[start of ENTRIES PROVIDED]

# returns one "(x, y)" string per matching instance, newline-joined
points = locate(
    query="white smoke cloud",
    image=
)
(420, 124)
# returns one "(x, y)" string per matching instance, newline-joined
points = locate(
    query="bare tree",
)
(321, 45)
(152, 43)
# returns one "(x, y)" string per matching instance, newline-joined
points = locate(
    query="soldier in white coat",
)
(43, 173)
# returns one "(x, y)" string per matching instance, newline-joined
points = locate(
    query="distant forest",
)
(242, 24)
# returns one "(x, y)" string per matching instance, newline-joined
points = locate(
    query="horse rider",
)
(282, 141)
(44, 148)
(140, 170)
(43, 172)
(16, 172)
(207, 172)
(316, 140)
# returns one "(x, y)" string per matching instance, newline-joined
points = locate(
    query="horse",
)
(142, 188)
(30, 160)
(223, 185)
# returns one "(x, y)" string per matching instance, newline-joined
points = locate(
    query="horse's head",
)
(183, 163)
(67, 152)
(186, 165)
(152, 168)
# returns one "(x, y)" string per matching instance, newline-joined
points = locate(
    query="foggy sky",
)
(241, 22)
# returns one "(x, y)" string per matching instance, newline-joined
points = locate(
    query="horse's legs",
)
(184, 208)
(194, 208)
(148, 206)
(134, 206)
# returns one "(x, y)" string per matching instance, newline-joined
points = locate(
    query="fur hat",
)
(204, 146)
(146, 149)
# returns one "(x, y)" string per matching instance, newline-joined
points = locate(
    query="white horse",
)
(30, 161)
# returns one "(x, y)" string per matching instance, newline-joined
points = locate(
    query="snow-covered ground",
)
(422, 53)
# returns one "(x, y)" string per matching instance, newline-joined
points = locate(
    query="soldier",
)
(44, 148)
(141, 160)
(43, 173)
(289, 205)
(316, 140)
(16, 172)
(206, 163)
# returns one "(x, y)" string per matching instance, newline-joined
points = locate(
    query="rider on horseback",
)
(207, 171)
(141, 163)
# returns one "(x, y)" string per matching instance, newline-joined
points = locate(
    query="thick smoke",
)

[end of ENTRIES PROVIDED]

▸ THE PROBLEM:
Using the data above, return each line exactly as written.

▸ WRITTEN RESPONSE:
# returns one "(x, y)" string per matching instance, newline-joined
points = locate(
    query="white smoke cloud",
    image=
)
(420, 124)
# returns one "(x, y)" string per matching instance, newline-joined
points = locate(
    query="bare tree",
)
(321, 45)
(152, 43)
# returns one "(x, y)" string per matching instance, newline-joined
points = locate(
    query="soldier in white coat",
)
(43, 173)
# returns one "(x, y)" string per matching instance, newline-joined
points = locate(
    query="distant forest",
)
(242, 24)
# returns one "(x, y)" string per matching instance, newline-joined
points = locate(
    query="horse rider",
)
(282, 141)
(44, 148)
(140, 170)
(43, 172)
(16, 172)
(207, 172)
(316, 140)
# returns one "(x, y)" string per matching instance, newline-joined
points = locate(
    query="horse",
)
(142, 188)
(30, 160)
(223, 185)
# returns one "(x, y)" string per matching instance, newline-joined
points = locate(
    query="horse's head",
)
(183, 163)
(67, 152)
(186, 165)
(152, 168)
# returns one "(x, y)" string per matching instance, newline-joined
points = locate(
    query="foggy sky",
)
(241, 22)
# returns one "(x, y)" string per matching instance, newline-joined
points = locate(
    query="horse's legs",
)
(184, 208)
(194, 208)
(148, 206)
(134, 206)
# returns one "(x, y)" string per matching instance, newline-joined
points = locate(
    query="fur hat",
)
(204, 146)
(146, 149)
# returns one "(x, y)" string per matching instance, newline-joined
points = locate(
    query="white horse",
)
(30, 161)
# returns one "(x, y)" string per matching instance, newline-joined
points = locate(
    query="snow-covered ground",
)
(422, 53)
# returns one "(x, y)" string per matching instance, newline-joined
points = locate(
    query="soldier",
)
(44, 148)
(141, 160)
(43, 173)
(289, 205)
(316, 140)
(16, 172)
(206, 163)
# returns one "(x, y)" string per matching instance, newline-joined
points = locate(
    query="rider on horseback",
)
(207, 171)
(141, 163)
# returns one "(x, y)" string per matching instance, newline-joined
points = locate(
    query="thick smoke",
)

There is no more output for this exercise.